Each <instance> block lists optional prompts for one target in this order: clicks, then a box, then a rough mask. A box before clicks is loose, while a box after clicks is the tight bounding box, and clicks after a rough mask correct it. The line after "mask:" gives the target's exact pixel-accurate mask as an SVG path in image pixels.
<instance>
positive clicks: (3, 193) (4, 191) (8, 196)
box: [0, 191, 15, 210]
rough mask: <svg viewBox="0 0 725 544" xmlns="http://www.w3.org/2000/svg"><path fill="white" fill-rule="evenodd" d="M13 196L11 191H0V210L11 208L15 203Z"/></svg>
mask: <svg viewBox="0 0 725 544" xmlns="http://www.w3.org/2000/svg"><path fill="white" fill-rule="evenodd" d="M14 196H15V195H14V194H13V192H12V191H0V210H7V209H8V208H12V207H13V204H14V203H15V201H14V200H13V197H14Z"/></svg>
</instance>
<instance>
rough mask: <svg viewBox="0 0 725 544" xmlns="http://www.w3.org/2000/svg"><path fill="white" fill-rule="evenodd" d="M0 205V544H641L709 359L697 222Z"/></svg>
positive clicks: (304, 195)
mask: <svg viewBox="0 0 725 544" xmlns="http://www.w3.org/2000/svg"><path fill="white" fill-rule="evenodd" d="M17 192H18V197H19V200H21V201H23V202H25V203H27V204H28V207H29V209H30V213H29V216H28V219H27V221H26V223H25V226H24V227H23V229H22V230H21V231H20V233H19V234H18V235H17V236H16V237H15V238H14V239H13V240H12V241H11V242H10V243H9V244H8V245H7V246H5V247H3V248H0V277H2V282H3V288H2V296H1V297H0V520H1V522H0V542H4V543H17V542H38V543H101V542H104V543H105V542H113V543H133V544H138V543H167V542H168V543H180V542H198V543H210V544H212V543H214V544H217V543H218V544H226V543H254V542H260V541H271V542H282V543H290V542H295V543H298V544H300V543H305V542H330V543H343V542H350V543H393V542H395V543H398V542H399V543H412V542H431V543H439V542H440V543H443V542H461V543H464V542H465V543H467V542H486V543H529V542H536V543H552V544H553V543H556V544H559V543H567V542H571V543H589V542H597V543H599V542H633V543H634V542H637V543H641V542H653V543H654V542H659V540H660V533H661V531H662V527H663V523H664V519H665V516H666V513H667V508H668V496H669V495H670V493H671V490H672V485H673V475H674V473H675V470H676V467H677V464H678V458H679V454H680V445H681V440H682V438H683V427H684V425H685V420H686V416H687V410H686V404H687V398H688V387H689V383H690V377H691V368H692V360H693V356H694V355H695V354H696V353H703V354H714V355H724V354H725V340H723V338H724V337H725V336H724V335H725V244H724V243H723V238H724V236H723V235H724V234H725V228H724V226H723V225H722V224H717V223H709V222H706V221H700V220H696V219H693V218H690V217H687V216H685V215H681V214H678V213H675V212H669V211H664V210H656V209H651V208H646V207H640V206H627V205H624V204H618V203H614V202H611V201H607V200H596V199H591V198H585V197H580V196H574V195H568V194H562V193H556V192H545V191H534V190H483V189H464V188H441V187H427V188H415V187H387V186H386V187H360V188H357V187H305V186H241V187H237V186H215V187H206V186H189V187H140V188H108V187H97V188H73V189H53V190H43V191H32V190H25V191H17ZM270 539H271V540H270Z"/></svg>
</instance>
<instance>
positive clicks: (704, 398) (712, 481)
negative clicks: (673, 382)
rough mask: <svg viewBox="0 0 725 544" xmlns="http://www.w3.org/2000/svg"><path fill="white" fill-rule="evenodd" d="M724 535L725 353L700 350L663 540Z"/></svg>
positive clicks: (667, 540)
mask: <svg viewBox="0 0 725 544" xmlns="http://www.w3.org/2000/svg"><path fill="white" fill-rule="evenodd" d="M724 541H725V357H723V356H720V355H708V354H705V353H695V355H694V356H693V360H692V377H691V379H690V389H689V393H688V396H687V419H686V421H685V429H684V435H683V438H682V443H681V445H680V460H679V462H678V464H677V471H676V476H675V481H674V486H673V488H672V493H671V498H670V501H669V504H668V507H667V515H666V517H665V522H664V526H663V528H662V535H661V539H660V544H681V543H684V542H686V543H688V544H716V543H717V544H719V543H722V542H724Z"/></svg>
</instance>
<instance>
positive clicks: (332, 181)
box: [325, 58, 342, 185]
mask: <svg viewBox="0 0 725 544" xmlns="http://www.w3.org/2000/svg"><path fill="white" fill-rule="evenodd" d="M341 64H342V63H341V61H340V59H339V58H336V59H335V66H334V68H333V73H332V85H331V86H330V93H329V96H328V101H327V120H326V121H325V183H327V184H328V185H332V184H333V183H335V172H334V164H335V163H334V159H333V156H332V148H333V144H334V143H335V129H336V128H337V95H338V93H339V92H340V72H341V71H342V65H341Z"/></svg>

---------------

• _Problem details_: Quote each line of the data above exactly as written.

• _Written answer_:
Each <instance> block lists optional prompts for one target in this order: clicks, then a box, then a rough mask. A box before clicks is loose, while a box after clicks is the tight bounding box, and clicks after a rough mask correct it. The line after "mask:" gives the target's exact pixel-accurate mask as an SVG path in image pixels.
<instance>
positive clicks: (3, 193) (4, 191) (8, 196)
box: [0, 191, 15, 210]
rough mask: <svg viewBox="0 0 725 544" xmlns="http://www.w3.org/2000/svg"><path fill="white" fill-rule="evenodd" d="M13 196L11 191H0V210L11 208L15 203Z"/></svg>
mask: <svg viewBox="0 0 725 544" xmlns="http://www.w3.org/2000/svg"><path fill="white" fill-rule="evenodd" d="M14 196H15V195H14V194H13V192H12V191H0V210H7V209H8V208H12V207H13V204H14V203H15V201H14V200H13V197H14Z"/></svg>
</instance>
<instance>
rough mask: <svg viewBox="0 0 725 544" xmlns="http://www.w3.org/2000/svg"><path fill="white" fill-rule="evenodd" d="M0 205V544H641L709 359L697 222Z"/></svg>
positive clicks: (304, 195)
mask: <svg viewBox="0 0 725 544" xmlns="http://www.w3.org/2000/svg"><path fill="white" fill-rule="evenodd" d="M17 192H18V197H19V200H21V201H23V202H25V203H27V204H28V207H29V209H30V213H29V216H28V219H27V221H26V223H25V226H24V227H23V229H22V230H21V231H20V233H19V234H18V235H17V236H16V237H15V238H14V239H13V240H12V241H11V242H10V243H9V244H8V245H7V246H5V247H3V248H0V277H2V282H3V288H2V296H1V297H0V520H1V522H0V542H4V543H17V542H38V543H101V542H104V543H105V542H113V543H133V544H138V543H167V542H168V543H180V542H198V543H210V544H212V543H214V544H217V543H218V544H226V543H254V542H260V541H271V542H282V543H290V542H295V543H298V544H300V543H305V542H330V543H343V542H350V543H393V542H395V543H398V542H399V543H412V542H431V543H439V542H440V543H443V542H461V543H464V542H465V543H467V542H486V543H529V542H536V543H552V544H553V543H556V544H559V543H567V542H571V543H589V542H597V543H599V542H633V543H634V542H637V543H641V542H653V543H654V542H659V540H660V533H661V531H662V527H663V523H664V519H665V516H666V513H667V508H668V496H669V495H670V493H671V490H672V485H673V475H674V473H675V470H676V467H677V464H678V458H679V454H680V445H681V440H682V438H683V427H684V425H685V420H686V416H687V410H686V404H687V398H688V387H689V383H690V377H691V368H692V360H693V356H694V355H695V354H696V353H703V354H714V355H724V354H725V340H723V338H724V337H725V336H724V335H725V244H724V243H723V238H724V236H723V235H724V234H725V228H724V226H723V225H722V224H717V223H709V222H706V221H700V220H696V219H693V218H690V217H687V216H685V215H681V214H678V213H675V212H669V211H664V210H656V209H651V208H646V207H640V206H627V205H624V204H618V203H614V202H611V201H607V200H596V199H591V198H585V197H580V196H574V195H568V194H562V193H556V192H545V191H534V190H483V189H464V188H441V187H427V188H415V187H387V186H386V187H360V188H357V187H305V186H241V187H237V186H215V187H206V186H189V187H140V188H108V187H97V188H73V189H53V190H43V191H32V190H25V191H17ZM270 539H271V540H270Z"/></svg>
</instance>
<instance>
positive clicks: (704, 398) (712, 481)
negative clicks: (673, 382)
rough mask: <svg viewBox="0 0 725 544" xmlns="http://www.w3.org/2000/svg"><path fill="white" fill-rule="evenodd" d="M724 535L725 353L700 350L663 540Z"/></svg>
positive clicks: (667, 540)
mask: <svg viewBox="0 0 725 544" xmlns="http://www.w3.org/2000/svg"><path fill="white" fill-rule="evenodd" d="M724 541H725V357H723V356H720V355H708V354H705V353H695V355H694V356H693V360H692V377H691V379H690V389H689V393H688V396H687V419H686V421H685V429H684V435H683V438H682V443H681V445H680V460H679V462H678V464H677V471H676V476H675V481H674V486H673V488H672V493H671V498H670V501H669V504H668V507H667V515H666V517H665V522H664V526H663V528H662V535H661V539H660V544H681V543H684V542H686V543H688V544H716V543H717V544H719V543H722V542H724Z"/></svg>
</instance>
<instance>
positive clicks: (332, 181)
box: [325, 58, 342, 185]
mask: <svg viewBox="0 0 725 544" xmlns="http://www.w3.org/2000/svg"><path fill="white" fill-rule="evenodd" d="M341 64H342V63H341V61H340V59H339V58H336V59H335V66H334V68H333V73H332V85H331V86H330V93H329V96H328V101H327V120H326V121H325V183H327V184H328V185H332V184H333V183H335V172H334V164H335V163H334V159H333V156H332V148H333V144H334V143H335V129H336V128H337V95H338V93H339V92H340V72H341V71H342V65H341Z"/></svg>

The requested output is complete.